Thus I'm running around in circles trying to satisfy YOU, for a malfuntion of a product that you are supposed to offer a 100% guarantee on. I explained this to the PayPal representative last night, and that is when she said this could have been easily resolved if you had just issued the partial refund to start with....and honored your guarantee.

I fixed the problem (to my satisfaction), and only asked for reimbursement for the supplies I purchased. Any logical seller on eBay would have been more than happy to issue a partial refund, satisfy their customer, and let it go. My mistake was posting feedback BEFORE actually using the product.

*FYI: *I've just received a PM from another HHC member/breeder, stating that you've stolen/copied her idea for a product that she makes and sells on her own website. I don't know if she'll come forward and post herself, but this is just another example of how poorly you run your business.

I'm not aware of too many (oops! I mean, ANY) members on HHC that are highly active with the "world" breeders. So don't come here looking for support. You are the only one I've had any personal dealings with, and thus my 'political knowledge' of any past problems/history is very limited. You (and only YOU) have definitely proven that many of the rumors I've heard, are probably true. I suggest you drop the issue and go take a course at your local community college and learn a little something about CUSTOMER SERVICE. :roll:


----------



## bloominhedgehogs (Nov 18, 2008)

As stated in a previous thread, I can back all of my statements up and I am happy to do so with actual proof. I do not need to result to making up stories and name calling. That is childish and unprofessional. My feedback on Ebay speaks for itself. I'm sure that other people on here can make up their minds on their own. It doesn't make a lot of sense that you would remake a stand to send back with a wheel covered in poop now does it? This is my last post that I will make about this subject. Again, I am happy to answer any questions that anyone has through email or PM. Happy Holidays everyone!


----------



## PixiesExoticHedgies (Sep 4, 2008)

So are you denying and lying, about the fact that you received a wheel that was NOT glued !?! I've looked at your feedback, and there are lots of other complaints from other buyers. For every eMail you have, I have copies as well.


----------



## drowsydreamer (Aug 28, 2008)

This thread has moved from being relevant to being argumentative, and since I'm not an admin I can't do anything about it but request, nicely, that you move this conversation into the private sphere.


----------



## PixiesExoticHedgies (Sep 4, 2008)

drowsydreamer said:


> This thread has moved from being relevant to being argumentative, and since I'm not an admin I can't do anything about it but request, nicely, that you move this conversation into the private sphere.


I agree. Quite frankly I'm tired of the entire issue. I've dealt with her on eBay and I am currently dealing with her on PayPal. She's obviously signed onto to HHC, just to argue.


----------



## Nancy (Aug 22, 2008)

Interesting. I see the wheel maker has also copied my igloo cover. 

I am closing this thread as it has turned into an argument.


----------

BRIEF:
In the forum thread above, what does Nancy say the wheel maker has also copied?

SUPPLIED MATERIAL:
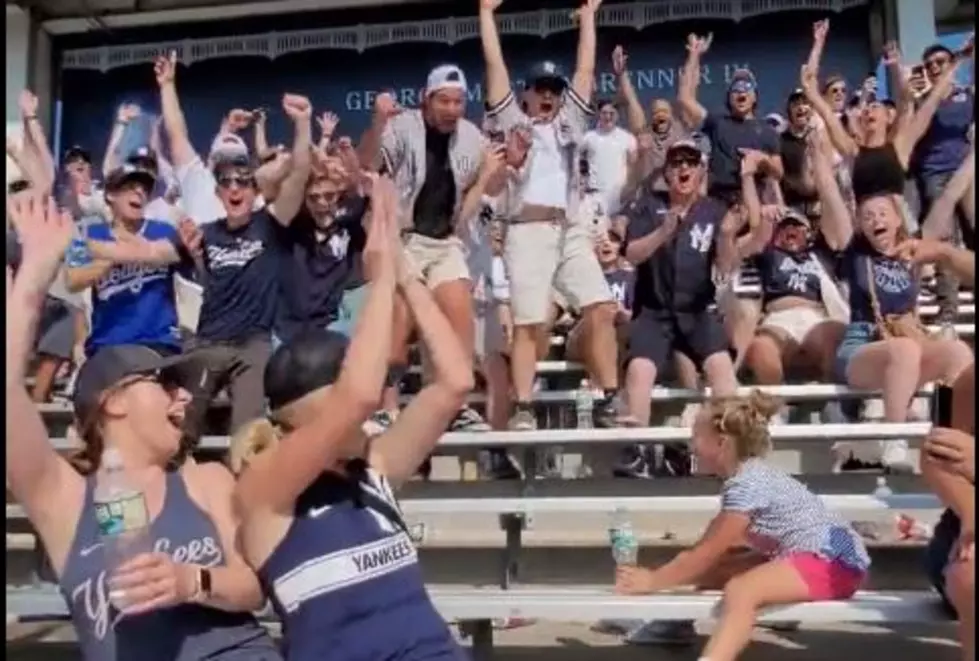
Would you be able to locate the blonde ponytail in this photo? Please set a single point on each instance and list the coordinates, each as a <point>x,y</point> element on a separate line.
<point>249,441</point>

THE SOLUTION:
Her igloo cover.